(Written instruction) Express the entries below as a JSON list of strings, one string per line, skipping blank lines. Leave the pictures out of the list.

- - -

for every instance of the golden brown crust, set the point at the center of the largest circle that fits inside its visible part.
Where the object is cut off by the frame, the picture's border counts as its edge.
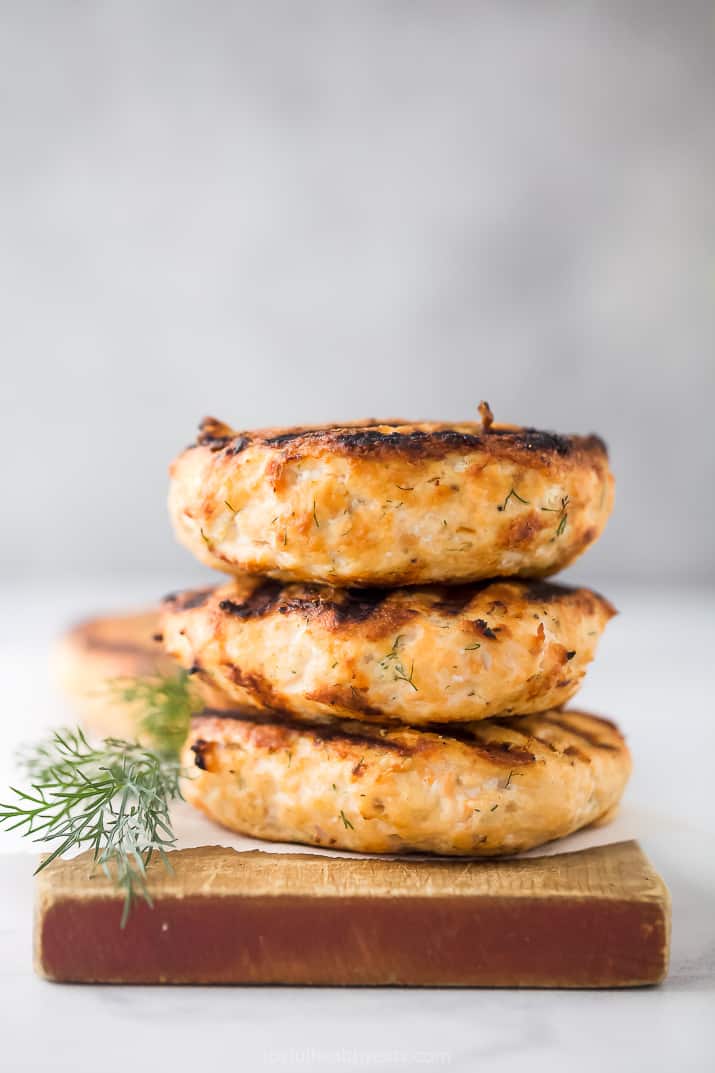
(93, 653)
(416, 656)
(391, 503)
(482, 789)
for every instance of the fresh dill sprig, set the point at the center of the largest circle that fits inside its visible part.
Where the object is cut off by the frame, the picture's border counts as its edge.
(512, 495)
(166, 703)
(113, 798)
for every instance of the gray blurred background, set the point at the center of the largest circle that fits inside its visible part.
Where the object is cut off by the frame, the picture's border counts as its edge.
(285, 212)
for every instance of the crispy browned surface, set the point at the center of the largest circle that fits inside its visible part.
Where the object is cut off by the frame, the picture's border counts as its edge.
(93, 653)
(414, 656)
(390, 503)
(485, 789)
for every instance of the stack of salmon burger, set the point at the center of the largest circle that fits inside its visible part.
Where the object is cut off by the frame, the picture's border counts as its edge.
(384, 670)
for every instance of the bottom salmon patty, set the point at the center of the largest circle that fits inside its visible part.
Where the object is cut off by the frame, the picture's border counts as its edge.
(483, 789)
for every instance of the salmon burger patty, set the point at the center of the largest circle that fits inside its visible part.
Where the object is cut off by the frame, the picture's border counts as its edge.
(483, 789)
(416, 656)
(390, 503)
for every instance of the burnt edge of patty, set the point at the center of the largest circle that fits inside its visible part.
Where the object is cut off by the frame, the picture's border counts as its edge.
(367, 439)
(352, 606)
(505, 753)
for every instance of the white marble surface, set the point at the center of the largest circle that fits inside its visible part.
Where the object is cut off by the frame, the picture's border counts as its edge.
(654, 674)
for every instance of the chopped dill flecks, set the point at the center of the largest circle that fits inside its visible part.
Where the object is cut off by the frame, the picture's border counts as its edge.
(512, 495)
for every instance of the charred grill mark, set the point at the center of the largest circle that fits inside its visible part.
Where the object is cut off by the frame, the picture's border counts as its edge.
(200, 748)
(319, 732)
(548, 591)
(500, 752)
(412, 443)
(505, 753)
(237, 444)
(572, 750)
(188, 600)
(341, 608)
(593, 739)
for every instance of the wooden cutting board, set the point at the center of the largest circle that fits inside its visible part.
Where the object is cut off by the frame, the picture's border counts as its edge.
(595, 919)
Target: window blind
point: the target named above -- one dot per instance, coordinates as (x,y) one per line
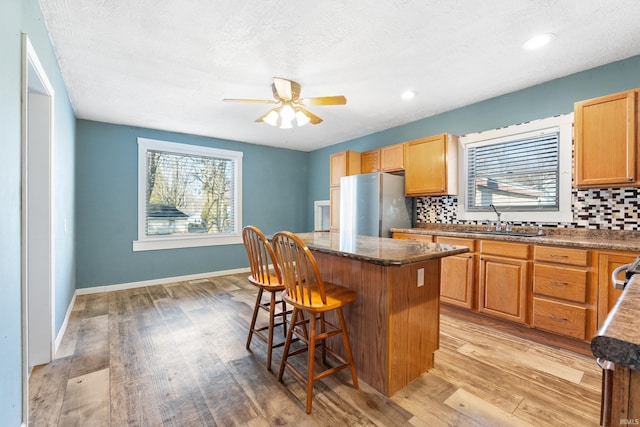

- - -

(Solution to this task)
[
  "for every instance of the golden brown crust, set the point at the center of the largest circle that fits inside its visible part.",
  "Where the object is cut off by the frame, the picture's border counts as its edge.",
  "(93, 653)",
  "(416, 656)",
  "(391, 503)",
  "(482, 789)",
  "for every instance of the fresh dill sprig, set the point at the center of the largest circle that fits inside its visible part.",
  "Where the object is cut off by the frame, the picture's border counts as its edge.",
  "(512, 495)",
  "(166, 703)",
  "(113, 798)",
  "for every instance of the gray blurred background, set the point at the center of the largest circle that fits inside its visible part.",
  "Where the object is cut off by the frame, the picture's border counts as its edge.",
  "(285, 212)",
  "for every instance of the crispy browned surface, set the point at the center of the largest circle that fits inside its visible part.",
  "Where the object is cut off by the frame, the picture's border counts as its edge.",
  "(93, 653)",
  "(414, 656)",
  "(390, 503)",
  "(485, 789)",
  "for every instance of the stack of salmon burger, set the point at the center of the largest circle that fits inside its visible part.",
  "Where the object is cut off by the frame, the picture's border counts as its edge.",
  "(384, 670)",
  "for every instance of the bottom salmon patty, set the point at the center of the largest circle that fits inside its visible part.",
  "Where the object is cut off by the frame, the picture's border counts as its edge.",
  "(483, 789)",
  "for every instance of the salmon burger patty, set the point at the center of the largest circle that fits inside its visible part.",
  "Where the object is cut off by the frame, the picture's border counts as its edge.",
  "(483, 789)",
  "(416, 656)",
  "(390, 503)",
  "for every instance of the burnt edge of patty, set the point at the center of the largest circle that fits inside its visible part.",
  "Where the object is cut off by the frame, the picture's border counts as its edge.",
  "(367, 439)",
  "(352, 606)",
  "(505, 753)",
  "for every instance of the white marble surface, set the point at the center of the largest circle that fits inside its visible part.",
  "Where the object is cut off by the frame, the picture's border counts as its edge.",
  "(654, 674)",
  "for every instance of the chopped dill flecks, set the point at the center of the largest circle that fits inside its visible part.",
  "Where the object is cut off by the frame, the picture's border counts as its edge.",
  "(512, 495)",
  "for every instance of the charred grill mark, set the point at the center of the largest circle that fits inside its visible part.",
  "Where the object is cut off by the frame, the picture's border counts as its edge.",
  "(200, 748)",
  "(319, 732)",
  "(548, 591)",
  "(500, 752)",
  "(412, 443)",
  "(505, 753)",
  "(237, 444)",
  "(572, 750)",
  "(188, 600)",
  "(341, 608)",
  "(593, 739)",
  "for every instance of the wooden cutting board, set the point at the center of the largest circle that fits inside its visible part.",
  "Where the object is cut off by the frame, the picture's border counts as its edge.",
  "(595, 919)",
  "Target: window blind",
  "point: the target named above -- one dot per instance, coordinates as (x,y) one per line"
]